___ Rows ___

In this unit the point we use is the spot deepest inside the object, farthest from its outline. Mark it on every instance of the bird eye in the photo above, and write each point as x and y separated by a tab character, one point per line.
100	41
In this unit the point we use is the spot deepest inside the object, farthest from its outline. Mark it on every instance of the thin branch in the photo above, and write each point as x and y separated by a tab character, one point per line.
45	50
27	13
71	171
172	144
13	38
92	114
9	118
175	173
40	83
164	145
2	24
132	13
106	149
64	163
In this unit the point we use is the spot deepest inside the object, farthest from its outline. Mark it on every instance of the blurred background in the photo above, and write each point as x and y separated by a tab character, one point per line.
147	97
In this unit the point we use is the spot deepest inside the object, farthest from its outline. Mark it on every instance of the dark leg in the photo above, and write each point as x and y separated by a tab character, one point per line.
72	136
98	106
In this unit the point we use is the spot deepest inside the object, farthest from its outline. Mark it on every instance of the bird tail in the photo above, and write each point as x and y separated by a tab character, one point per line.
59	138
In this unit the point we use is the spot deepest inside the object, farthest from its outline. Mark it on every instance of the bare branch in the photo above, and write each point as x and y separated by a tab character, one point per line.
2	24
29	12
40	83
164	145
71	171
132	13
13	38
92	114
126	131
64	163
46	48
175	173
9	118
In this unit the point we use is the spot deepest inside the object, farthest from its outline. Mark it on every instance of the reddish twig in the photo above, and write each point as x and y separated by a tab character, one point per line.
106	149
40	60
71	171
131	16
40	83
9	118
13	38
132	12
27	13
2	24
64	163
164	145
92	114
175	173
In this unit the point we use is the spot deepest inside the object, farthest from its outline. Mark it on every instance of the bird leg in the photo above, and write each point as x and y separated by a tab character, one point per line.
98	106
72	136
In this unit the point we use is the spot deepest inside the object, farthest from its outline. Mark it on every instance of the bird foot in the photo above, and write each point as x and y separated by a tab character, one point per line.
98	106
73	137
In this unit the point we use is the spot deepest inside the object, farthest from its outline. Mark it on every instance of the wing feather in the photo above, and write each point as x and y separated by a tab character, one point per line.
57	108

___

### Task description
Render every one of the lines above as a Markdown table with two columns, Row and Line, giving each row a number and leaving out any blank lines.

### Solution to this exercise
| Row | Line |
|---|---|
| 1 | In this unit the point we use is the spot deepest inside the object, farthest from its outline. Mark it on every instance of the bird eye in the photo above, and write each point as x and y separated by a tab character, one point per line. |
| 2 | 100	41 |
| 3 | In this unit the point we use is the spot deepest inside the object, farthest from its outline. Mark it on every instance of the thin branch in the photo above, and write each point as x and y separated by a tab character, one point per line. |
| 4 | 45	50 |
| 5 | 27	13 |
| 6 | 71	171 |
| 7 | 172	144 |
| 8 | 13	38 |
| 9 | 92	114 |
| 10 | 9	118 |
| 11 | 175	173 |
| 12 | 40	83 |
| 13 | 164	145 |
| 14 | 2	24 |
| 15 | 132	13 |
| 16 | 106	149 |
| 17 | 64	163 |
| 18 | In this unit the point we use is the spot deepest inside the object, farthest from its outline. Mark it on every instance of the blurred background in the photo above, and write each point as x and y separated by a tab character, one point per line. |
| 19 | 147	97 |
| 20 | In this unit the point we use is the spot deepest inside the object, farthest from its outline. Mark it on every instance of the dark leg in the photo above, and write each point as x and y separated by a tab character, one point per line. |
| 21 | 72	136 |
| 22 | 98	106 |
| 23 | In this unit the point we use is the spot deepest inside the object, farthest from its outline. Mark it on every instance of the bird tail in the photo above, and write each point as x and y separated by a tab character, one point per line. |
| 24 | 59	138 |
| 25 | In this unit the point we use is the spot deepest inside the object, farthest from its outline. Mark it on every instance of the bare branch in the photo above, and write each point as x and y separated by a tab character, one point per line. |
| 26 | 2	24 |
| 27 | 29	12 |
| 28 | 40	83 |
| 29 | 164	145 |
| 30 | 71	171 |
| 31 | 132	13 |
| 32 | 13	38 |
| 33 | 92	114 |
| 34 | 126	131 |
| 35 | 64	163 |
| 36 | 46	48 |
| 37 | 175	173 |
| 38 | 9	118 |
| 39 | In this unit the point we use is the spot deepest inside the object, farthest from its outline. Mark it on every instance of the reddish twig in the photo above, and write each point as x and y separated by a tab character, one point per line. |
| 40 | 106	149 |
| 41 | 40	60 |
| 42 | 71	171 |
| 43 | 131	16 |
| 44 | 40	83 |
| 45 | 9	118 |
| 46 | 13	38 |
| 47 | 132	12 |
| 48 | 27	13 |
| 49 | 2	24 |
| 50 | 64	163 |
| 51 | 164	145 |
| 52 | 92	114 |
| 53 | 175	173 |
| 54 | In this unit the point we use is the spot deepest inside the object, farthest from its outline. Mark it on every instance of the bird leg in the photo above, and write each point as x and y separated by a tab character, one point per line. |
| 55 | 98	106 |
| 56 | 72	136 |
| 57 | In this unit the point we use is the spot deepest inside the object, farthest from its outline. Mark it on every instance of the bird foot in the photo above, and write each point as x and y separated by a tab character, one point per line. |
| 58 | 98	106 |
| 59 | 73	137 |
| 60 | In this unit the point we use is the spot deepest inside the object, farthest from its outline. Mark it on every instance of the wing feather in the photo above, and write each point as x and y separated by a tab character, one point per line. |
| 61 | 57	108 |